Stated problem a:
Find each line in the listing that contains the string "asphalt" and copy those lines out.

Source passage:
____________

By far the first advantage is the elimination of software. Most new
processors suffer in the marketplace because of the initial lack of
programming tools and utilities. But the SISC, with only one
instruction, requires no software. INC A, INC A, INC A. That's all
there is to it!

A traditionalist may question the value of a processor with no memory,
no software, and only one instruction. But we have verified, at least
statistically, that the SISC can produce any result that any other
computer can produce. And it usually does it faster.

In one test of the SISC's capabilities, an array of SISC processors was
used to drive a 1024x1024 raster graphics display. Each SISC was wired
to a single pixel; the result held in each SISC's accumulator selected
a pixel's color and luminance parameters. When the SISCs were fired up,
the display produced a dazzling array of images: a frowning Mona Lisa, a
picture of what Gorbachev is doing *right now*, and the complete set of
blueprints for the Stealth bomber (along with several decoys).  So in
addition to possible applications in the arts, the SISC may have
national security applications. Other, more mundane, applications
include an odometer for automobiles, and tracking the national debt.

The current generation of SISC processors is fabricated of germanium
PNP transistors in TO-5 cans. Samples are available now, with volume
shipments beginning April 1.

les@unicads.UUCP (Les Milash) (05/06/89)

In article <112@centaure.UUCP> cliff@centaure.UUCP (Clifford Dibble) writes:
>Single Instruction Set Computer
>The SISC extends the concept of RISC architecture to the fullest degree

In Dan Hillis's book about the connection machine he calls it "the ultimate
RISC" cause it has 1 (albeit very powerful) instruction. and he's not joking;
it's sort of a 16 dimentional hypercube of soft-settable pals-with-sram;
each instruction tells the (1-bit) alus what to do and who to do it to.

actually, y'all might enjoy reading this book--only take an evening--even
tho it's an SIMD and we're all into MI?Ds apparently.  
the machine is really radical, but nevertheless one of the languages (C*) 
is amazingly normal considering this is a massively parallel SIMD.

the guy always thinks in "the limit as N -> infinity"; it's that perspective
that kind of turned me off to shared memory machines or to busses (i mean
isn't it basically true that lim (N->oo) {sharing memory} = starvation?
(i'm now shudder in fear and donning my asbestos panties cause i realize
that that's probably a very controversial thing to say (in fact i'd rather
y'all'd just call back and call me a Sh*thead in all caps rather than have us
do a big war about it)) but ain't that basically the truth?  shared memory
works as long as you don't try to share it (that's what snoopy caches
are hoping for?); message passing works as long as you don't need to pass 
many; all these approaches we can milk for another order of magnitude or 
two but basically the problem is very difficult?  right?

____________

Stated problem b:
Pick up the forum thread about the one-instruction SISC processor and keep writing it from its last sentence.

____________

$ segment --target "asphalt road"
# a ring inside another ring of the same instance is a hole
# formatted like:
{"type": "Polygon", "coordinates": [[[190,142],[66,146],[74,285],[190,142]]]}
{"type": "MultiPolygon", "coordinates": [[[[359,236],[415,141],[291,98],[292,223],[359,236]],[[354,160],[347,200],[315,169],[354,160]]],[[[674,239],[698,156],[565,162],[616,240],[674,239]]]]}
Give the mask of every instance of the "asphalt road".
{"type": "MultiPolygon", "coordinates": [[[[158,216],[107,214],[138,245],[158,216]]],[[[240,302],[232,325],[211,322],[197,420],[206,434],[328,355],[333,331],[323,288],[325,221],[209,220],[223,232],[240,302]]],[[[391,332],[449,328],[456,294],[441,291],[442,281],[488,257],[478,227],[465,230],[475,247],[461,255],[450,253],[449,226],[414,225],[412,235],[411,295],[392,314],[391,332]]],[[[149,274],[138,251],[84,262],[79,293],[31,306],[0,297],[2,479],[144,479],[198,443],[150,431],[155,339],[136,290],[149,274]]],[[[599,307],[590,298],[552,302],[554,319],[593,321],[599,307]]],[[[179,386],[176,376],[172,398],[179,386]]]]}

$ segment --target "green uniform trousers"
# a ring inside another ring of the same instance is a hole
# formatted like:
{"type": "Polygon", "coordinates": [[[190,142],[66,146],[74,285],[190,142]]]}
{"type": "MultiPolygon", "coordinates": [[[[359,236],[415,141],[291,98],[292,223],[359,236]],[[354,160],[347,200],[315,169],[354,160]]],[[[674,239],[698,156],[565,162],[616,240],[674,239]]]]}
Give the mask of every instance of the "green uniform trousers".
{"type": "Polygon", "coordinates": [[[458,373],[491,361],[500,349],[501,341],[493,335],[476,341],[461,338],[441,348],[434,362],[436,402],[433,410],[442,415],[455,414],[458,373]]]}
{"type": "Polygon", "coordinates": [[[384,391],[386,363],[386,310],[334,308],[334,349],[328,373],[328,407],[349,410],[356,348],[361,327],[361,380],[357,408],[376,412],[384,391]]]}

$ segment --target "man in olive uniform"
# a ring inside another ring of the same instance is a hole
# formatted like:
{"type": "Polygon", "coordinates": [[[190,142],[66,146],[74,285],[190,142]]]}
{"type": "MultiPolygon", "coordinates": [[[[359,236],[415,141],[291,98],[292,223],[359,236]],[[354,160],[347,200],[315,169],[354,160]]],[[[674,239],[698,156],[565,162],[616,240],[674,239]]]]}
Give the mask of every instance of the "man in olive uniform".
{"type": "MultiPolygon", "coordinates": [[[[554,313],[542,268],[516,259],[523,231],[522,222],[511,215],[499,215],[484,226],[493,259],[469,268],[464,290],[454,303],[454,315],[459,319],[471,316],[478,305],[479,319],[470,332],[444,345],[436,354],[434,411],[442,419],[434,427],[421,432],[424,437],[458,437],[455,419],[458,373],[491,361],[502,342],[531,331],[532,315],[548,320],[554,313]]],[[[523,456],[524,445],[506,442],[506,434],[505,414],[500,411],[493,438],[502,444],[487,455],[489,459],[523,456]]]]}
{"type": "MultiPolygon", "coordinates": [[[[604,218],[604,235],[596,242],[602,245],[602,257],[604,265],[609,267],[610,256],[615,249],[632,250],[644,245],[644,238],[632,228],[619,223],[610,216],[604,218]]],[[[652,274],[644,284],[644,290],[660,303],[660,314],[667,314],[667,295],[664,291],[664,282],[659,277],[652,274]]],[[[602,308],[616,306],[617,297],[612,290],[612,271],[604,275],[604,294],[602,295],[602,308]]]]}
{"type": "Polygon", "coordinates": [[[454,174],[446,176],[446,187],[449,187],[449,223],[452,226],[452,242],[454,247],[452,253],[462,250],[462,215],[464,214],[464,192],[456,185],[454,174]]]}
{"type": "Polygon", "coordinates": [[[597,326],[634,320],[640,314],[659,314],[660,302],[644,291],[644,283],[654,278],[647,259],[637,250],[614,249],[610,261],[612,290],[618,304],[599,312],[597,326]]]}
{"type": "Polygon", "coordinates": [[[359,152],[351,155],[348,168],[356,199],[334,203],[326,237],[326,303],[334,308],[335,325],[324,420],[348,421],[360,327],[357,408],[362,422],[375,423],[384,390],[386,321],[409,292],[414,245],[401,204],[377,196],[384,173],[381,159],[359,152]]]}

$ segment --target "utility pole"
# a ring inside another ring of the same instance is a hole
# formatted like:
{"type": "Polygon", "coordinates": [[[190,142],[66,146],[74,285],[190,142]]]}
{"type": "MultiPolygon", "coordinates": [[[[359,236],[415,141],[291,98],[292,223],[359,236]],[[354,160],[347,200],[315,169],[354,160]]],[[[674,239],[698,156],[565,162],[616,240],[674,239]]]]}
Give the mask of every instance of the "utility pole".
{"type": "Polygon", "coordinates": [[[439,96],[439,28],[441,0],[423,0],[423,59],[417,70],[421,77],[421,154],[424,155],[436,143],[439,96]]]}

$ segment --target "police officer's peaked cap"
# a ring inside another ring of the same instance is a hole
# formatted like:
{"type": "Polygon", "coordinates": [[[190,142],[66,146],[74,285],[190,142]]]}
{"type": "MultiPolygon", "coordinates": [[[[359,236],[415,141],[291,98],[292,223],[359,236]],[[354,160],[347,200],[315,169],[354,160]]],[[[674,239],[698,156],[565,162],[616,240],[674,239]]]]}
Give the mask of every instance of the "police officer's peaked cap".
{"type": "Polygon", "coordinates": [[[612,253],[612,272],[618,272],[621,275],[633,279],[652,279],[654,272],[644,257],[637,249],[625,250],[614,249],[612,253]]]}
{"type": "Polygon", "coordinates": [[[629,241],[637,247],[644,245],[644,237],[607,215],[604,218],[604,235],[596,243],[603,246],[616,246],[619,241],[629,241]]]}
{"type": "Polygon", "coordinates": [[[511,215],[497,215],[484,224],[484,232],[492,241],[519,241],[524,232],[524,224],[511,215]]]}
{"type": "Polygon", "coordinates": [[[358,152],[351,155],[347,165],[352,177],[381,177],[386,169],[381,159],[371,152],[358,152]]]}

____________

Final answer a:
$ segment --target "asphalt road"
Give the mask of every instance of the "asphalt road".

Final answer b:
the book re-inspires me that "there are other Very Odd architectures out 
there waiting to be discovered; some of which are Very Useful".  After all,
this is the age of Very Unusual Architectured Computers, right?

sigh.  too bad some naive nerd like myself can't just invent The Ultimate
Computer and get rich and famous.  our problems are difficult problems.
after reading the VLIW/Superscalar/Superpipelined article in ASPLOS III 
i thought that there are so many tradeoffs, this'd never be easy. y'all
do pretty well, what we have is amazingly fast.

(sorry to blab on for so long)

Les Milash

dean@mars.Berkeley.EDU (R. Drew Dean) (05/06/89)

While this subject started out as a joke, I point the net back to the
discussion a few months ago about a _real_ one instruction CPU:
Subtract & Branch Negative.  The instruction looks like
	SUBN source1, source2, next
source1 <- source1 - source2; if(source1 < 0) PC <- next else PC <- PC + 12;
Others have shown that this is Turing equivalent.  It would seem that generating
optimal code for this machine would be easy -- just generate the shortest
sequence of instructions possible -- all (1) instruction(s) take the same
amount of time, (I'd hope you'd pipeline it (easy) to get it down to 1 CPI),
so the code generator doesn't have to worry about much.

Of course, to really make this thing scream, it needs to run at about 300 MHz,
and have a _lot_ of 3 ns memory...:-)  You might want to try microcoding a
RISCy instruction set on it, but it would be memory-memory, as the chip
has no registers other than the PC.

I remember someone (sorry, I forget who) on the net saying that they had
started to write a Pascal compiler for this beast....


Drew Dean
Internet: dean@xcssun.berkeley.edu
UUCP: ...!ucbvax!xcssun!dean
FROM Disclaimers IMPORT StandardDisclaimer;

seibel@cgl.ucsf.edu (George Seibel) (05/06/89)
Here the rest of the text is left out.